# [Exercise]
Rewrite all the lines below as a numbered list, leaving out any blank lines.

# [Records for the exercise]
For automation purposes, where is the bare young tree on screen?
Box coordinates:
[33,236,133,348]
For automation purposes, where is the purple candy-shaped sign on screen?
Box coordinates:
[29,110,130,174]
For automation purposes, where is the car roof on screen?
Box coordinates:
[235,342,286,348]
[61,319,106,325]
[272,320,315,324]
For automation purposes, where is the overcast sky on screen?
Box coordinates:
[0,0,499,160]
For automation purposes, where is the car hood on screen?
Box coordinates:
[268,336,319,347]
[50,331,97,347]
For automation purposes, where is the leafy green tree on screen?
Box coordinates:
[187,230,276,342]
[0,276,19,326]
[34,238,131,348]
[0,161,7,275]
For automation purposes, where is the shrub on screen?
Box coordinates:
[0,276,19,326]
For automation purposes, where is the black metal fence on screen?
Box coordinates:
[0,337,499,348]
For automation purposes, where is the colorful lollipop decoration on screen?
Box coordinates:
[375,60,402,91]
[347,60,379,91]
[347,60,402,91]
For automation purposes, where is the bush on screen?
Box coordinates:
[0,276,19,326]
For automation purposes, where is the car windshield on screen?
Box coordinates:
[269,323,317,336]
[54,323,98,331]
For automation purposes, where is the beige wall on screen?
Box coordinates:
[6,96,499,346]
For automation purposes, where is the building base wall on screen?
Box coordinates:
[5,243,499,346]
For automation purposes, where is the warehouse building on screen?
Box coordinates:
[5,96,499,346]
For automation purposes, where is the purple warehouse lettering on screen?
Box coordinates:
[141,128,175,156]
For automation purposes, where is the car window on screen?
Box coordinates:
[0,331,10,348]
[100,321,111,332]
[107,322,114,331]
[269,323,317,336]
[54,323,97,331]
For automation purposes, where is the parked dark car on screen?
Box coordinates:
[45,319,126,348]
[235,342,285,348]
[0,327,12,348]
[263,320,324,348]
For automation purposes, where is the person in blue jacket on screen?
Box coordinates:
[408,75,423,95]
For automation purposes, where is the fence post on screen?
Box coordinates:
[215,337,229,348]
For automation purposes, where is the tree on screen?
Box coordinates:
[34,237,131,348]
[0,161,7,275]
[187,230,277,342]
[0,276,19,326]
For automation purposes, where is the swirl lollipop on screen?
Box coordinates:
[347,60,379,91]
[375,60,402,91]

# [Written solution]
1. For automation purposes, where is the bare young tree on screen?
2. Box coordinates:
3. [33,236,133,348]
4. For automation purposes, where is the purple candy-shaped sign on screen?
5. Box coordinates:
6. [29,110,130,174]
7. For automation purposes, where is the car roof on screen?
8. Box coordinates:
9. [235,342,286,348]
10. [61,319,106,325]
11. [272,320,315,324]
12. For automation purposes, where is the overcast sky on screen?
13. Box coordinates:
14. [0,0,499,160]
15. For automation purposes, where is the car hood on screen?
16. Box coordinates:
17. [268,336,319,347]
18. [50,331,97,347]
19. For automation purposes, where is the leafy green tree on screen?
20. Box coordinates:
21. [187,230,276,342]
22. [0,276,19,326]
23. [34,238,131,348]
24. [0,161,7,275]
25. For automation purposes, where is the shrub on screen?
26. Box coordinates:
27. [0,276,19,326]
28. For automation purposes, where is the black metal fence on screen?
29. Box coordinates:
30. [0,337,499,348]
31. For automation purposes, where is the colorful lollipop decoration on screen?
32. Box coordinates:
33. [375,60,402,91]
34. [347,60,379,91]
35. [347,60,402,91]
36. For automation purposes, where is the bush on screen?
37. Box coordinates:
38. [0,276,19,326]
39. For automation purposes, where is the car windshield on screen?
40. Box coordinates:
41. [269,323,317,336]
42. [54,323,98,331]
43. For automation purposes, where is the beige wall on screen?
44. Box coordinates:
45. [6,96,499,346]
46. For automation purposes, where is the building base wall on screen?
47. Box coordinates:
48. [5,243,499,346]
49. For automation purposes, where is the warehouse building on screen?
50. Box coordinates:
51. [5,96,499,346]
52. For automation purposes, where is the purple warehouse lettering on screen?
53. Box coordinates:
54. [141,128,175,156]
55. For automation purposes, where is the car window on screen?
56. Box coordinates:
57. [0,331,10,348]
58. [100,321,111,332]
59. [107,322,114,331]
60. [269,323,317,336]
61. [54,323,97,331]
62. For automation purposes, where is the parked dark car on screen?
63. Box coordinates:
64. [45,319,126,348]
65. [235,342,285,348]
66. [0,327,12,348]
67. [263,320,324,348]
68. For automation purposes, where is the person in blue jacket on screen?
69. Box coordinates:
70. [408,75,423,95]
71. For automation purposes, where is the fence post on screen?
72. Box coordinates:
73. [215,337,229,348]
74. For automation purposes, where is the tree on screen?
75. Box coordinates:
76. [34,237,131,348]
77. [0,161,7,275]
78. [187,230,277,342]
79. [0,276,19,326]
80. For automation purposes, where is the swirl lollipop on screen?
81. Box coordinates:
82. [347,60,379,91]
83. [375,60,402,91]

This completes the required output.